The IteratorSource and NonBlockingSource classes are subclasses of DataflowSourceBase. This base class handles most of the semantics needed for the asynchronous sending of data into the network. It can be subclassed by clients with very specialized needs that are not met by either NonBlockingSource or IteratorSource.

>>> len((DataflowSourceBase(), NonBlockingSource(), IteratorSource(())))
3

class onyx.dataflow.source.DataflowSourceBase(sendee=None, sending=True)¶

Bases: onyx.dataflow.streamprocess.ProcessorBase

Baseclass for objects which serve as sources of dataflow packets.

This class has a thread that pushes data into the sendee when there’s data in the queue. It has supervisor functions, e.g. start(), stop(), pause(), for managing the collecting of data and the emptying of the queue.

This baseclass object takes care of emptying the queue asynchronously via calls to send().

Subclasses need to implement a way to append items to the queue (eventually calling _enqueue() while the critical section is locked) when in the Running or Paused states.

backlog¶: This property is the number of unprocessed samples in the queue.

dc¶: A debug context for this processor. This attribute is an object returned by dcheck() in the onyx.util.debugprint module, and may be used for debug output. The tag for turning on such output is available as debug_tag

debug_tag¶: Activate this tag to get debugging information, see onyx.util.debugprint.DebugPrint

done()¶

This call permanently shuts down the processor and finishes the worker threads. It must be called in order for the processor and its thread resources to get freed up. It can only successfully be called once.

(Dataset rows showing where objects appear)
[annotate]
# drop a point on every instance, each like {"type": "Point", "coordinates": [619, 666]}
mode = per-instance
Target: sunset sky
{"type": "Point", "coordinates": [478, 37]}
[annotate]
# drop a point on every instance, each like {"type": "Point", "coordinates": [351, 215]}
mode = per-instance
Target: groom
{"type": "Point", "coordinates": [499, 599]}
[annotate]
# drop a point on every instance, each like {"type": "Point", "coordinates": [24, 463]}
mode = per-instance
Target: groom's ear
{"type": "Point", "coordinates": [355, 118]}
---
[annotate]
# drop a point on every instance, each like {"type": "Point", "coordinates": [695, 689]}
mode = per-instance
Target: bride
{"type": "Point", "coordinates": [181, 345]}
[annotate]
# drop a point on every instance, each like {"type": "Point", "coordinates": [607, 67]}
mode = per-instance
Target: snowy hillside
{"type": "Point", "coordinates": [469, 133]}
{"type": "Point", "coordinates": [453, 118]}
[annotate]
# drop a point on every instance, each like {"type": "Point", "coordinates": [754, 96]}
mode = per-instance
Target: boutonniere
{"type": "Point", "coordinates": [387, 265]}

PARTS OF THE EXERCISE:
a: According to the DataflowSourceBase documentation, how many times can done() be successfully called?
b: State how many lines of the records contain the string "drop", with case counting. Give only the number.

ANSWERS FOR THE EXERCISE:
a: Once.

b: 6